**TASK DETAILS:**
Reproduce the material below from its first line through the line containing "x=176, y=310", inclusive, substituting "coach side panel" for "railcar side panel" and leaving all else unaltered.

**PROVIDED DATA:**

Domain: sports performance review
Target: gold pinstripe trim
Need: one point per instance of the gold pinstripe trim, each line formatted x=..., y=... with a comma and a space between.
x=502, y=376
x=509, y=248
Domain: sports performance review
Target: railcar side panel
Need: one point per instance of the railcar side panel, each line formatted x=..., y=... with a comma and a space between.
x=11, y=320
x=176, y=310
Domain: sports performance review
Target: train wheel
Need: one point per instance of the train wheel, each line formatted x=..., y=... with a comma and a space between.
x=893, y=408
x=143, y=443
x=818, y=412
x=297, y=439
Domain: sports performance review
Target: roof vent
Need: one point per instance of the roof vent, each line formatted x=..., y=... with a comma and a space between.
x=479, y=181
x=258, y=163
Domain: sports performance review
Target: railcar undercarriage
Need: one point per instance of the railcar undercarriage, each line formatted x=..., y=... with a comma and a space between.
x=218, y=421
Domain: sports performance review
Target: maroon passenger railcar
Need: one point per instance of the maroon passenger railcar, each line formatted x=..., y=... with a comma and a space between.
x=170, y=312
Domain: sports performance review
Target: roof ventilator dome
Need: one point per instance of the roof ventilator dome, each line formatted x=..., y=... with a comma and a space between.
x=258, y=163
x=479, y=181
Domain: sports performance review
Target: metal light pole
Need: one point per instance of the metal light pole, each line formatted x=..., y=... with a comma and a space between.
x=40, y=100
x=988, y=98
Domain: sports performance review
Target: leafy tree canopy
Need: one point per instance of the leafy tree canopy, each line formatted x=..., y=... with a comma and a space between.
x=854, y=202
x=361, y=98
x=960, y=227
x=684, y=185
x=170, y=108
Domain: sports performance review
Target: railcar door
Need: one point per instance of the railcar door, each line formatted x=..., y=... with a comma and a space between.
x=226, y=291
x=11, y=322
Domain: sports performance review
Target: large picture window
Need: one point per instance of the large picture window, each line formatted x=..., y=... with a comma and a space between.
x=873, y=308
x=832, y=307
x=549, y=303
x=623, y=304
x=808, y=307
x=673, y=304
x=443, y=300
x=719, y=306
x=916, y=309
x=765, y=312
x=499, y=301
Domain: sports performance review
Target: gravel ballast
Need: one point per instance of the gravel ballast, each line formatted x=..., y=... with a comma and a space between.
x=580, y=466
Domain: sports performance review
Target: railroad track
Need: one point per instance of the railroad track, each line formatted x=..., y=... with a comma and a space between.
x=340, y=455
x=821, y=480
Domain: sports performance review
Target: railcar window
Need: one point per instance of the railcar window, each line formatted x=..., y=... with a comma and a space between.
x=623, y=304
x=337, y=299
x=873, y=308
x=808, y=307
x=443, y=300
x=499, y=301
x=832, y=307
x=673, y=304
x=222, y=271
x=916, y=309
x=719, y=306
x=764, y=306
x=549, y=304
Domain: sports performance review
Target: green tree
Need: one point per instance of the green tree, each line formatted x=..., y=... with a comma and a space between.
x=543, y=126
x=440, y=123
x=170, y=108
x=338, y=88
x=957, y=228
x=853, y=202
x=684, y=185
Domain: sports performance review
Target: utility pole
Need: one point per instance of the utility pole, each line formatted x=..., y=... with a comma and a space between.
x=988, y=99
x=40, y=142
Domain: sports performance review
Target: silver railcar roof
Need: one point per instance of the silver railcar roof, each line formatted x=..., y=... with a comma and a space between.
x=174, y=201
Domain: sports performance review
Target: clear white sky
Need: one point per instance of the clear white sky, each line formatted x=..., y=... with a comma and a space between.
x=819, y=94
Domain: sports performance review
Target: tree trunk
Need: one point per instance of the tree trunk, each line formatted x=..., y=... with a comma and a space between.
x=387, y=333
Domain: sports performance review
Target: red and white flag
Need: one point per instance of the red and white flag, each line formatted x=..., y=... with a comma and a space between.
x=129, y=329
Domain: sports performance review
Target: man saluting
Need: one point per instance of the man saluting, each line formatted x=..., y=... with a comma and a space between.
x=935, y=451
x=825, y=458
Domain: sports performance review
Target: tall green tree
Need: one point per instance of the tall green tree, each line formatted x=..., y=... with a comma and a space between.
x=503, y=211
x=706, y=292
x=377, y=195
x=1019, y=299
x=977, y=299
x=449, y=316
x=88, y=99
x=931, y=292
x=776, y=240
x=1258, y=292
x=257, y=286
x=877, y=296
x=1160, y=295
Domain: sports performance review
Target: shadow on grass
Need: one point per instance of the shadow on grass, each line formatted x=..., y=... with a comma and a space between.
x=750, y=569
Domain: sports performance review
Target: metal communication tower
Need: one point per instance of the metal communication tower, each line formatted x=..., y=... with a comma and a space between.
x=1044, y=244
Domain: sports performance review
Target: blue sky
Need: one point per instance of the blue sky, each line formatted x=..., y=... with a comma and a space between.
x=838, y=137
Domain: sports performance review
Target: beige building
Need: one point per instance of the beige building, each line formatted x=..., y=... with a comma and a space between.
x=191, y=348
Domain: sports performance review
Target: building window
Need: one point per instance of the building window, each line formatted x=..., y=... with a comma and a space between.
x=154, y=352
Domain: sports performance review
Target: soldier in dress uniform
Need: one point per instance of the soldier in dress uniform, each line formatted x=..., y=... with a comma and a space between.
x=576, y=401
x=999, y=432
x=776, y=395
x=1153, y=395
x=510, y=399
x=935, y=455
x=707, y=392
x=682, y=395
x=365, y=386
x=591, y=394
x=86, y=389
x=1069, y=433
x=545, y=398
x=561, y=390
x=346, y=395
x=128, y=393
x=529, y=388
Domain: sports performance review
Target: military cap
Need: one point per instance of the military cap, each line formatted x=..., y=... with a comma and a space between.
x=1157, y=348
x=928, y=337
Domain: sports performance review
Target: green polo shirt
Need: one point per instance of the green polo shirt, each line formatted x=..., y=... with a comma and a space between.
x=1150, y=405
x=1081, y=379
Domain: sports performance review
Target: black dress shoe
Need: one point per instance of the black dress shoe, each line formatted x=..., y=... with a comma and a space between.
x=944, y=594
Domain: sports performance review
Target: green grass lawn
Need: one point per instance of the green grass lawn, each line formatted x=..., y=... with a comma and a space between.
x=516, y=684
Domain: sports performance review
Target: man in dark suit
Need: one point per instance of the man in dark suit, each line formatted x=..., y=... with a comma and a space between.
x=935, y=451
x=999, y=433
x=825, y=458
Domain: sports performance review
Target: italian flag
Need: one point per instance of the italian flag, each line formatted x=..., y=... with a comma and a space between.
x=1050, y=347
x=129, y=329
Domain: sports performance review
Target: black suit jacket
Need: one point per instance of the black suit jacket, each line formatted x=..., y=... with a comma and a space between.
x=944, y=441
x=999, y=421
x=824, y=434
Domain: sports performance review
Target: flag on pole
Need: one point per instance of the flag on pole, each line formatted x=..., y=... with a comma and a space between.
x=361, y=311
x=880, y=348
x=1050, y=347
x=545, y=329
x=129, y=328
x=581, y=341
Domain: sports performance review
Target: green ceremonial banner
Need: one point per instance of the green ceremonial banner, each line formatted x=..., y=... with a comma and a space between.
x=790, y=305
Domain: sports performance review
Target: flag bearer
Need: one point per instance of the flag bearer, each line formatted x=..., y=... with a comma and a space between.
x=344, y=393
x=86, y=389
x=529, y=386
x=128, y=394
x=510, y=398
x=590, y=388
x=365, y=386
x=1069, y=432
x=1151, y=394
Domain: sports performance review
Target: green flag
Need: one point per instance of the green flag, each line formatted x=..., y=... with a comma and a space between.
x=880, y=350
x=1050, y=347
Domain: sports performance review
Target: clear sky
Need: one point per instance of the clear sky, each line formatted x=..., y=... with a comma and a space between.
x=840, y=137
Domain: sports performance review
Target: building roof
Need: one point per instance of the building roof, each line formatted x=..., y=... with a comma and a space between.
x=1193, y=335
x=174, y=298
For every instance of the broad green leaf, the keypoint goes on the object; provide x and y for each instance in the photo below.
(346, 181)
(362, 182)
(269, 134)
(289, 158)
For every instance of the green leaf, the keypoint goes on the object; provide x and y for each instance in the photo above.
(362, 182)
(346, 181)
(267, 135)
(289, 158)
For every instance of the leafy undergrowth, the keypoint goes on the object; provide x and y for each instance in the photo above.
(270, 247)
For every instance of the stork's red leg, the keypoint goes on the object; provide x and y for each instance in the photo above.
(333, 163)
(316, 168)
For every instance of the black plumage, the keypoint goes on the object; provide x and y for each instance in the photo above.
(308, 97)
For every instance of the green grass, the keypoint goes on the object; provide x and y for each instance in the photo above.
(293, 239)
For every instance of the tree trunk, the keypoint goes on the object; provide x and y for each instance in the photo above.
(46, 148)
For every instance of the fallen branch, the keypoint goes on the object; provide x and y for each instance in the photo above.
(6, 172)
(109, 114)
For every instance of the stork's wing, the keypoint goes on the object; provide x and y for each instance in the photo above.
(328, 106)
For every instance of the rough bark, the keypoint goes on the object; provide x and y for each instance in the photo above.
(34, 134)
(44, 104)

**CORRECT RESULT:**
Domain: sports performance review
Target: gold pinstripe trim
Need: one point per instance of the gold pinstripe trim, each line formatted x=..., y=... with a comma and a space between.
x=502, y=376
x=509, y=248
Domain: sports performance review
Target: coach side panel
Need: one point per instance of the coach side panel, each line formatted x=..., y=... with a comma and a space between.
x=11, y=320
x=176, y=310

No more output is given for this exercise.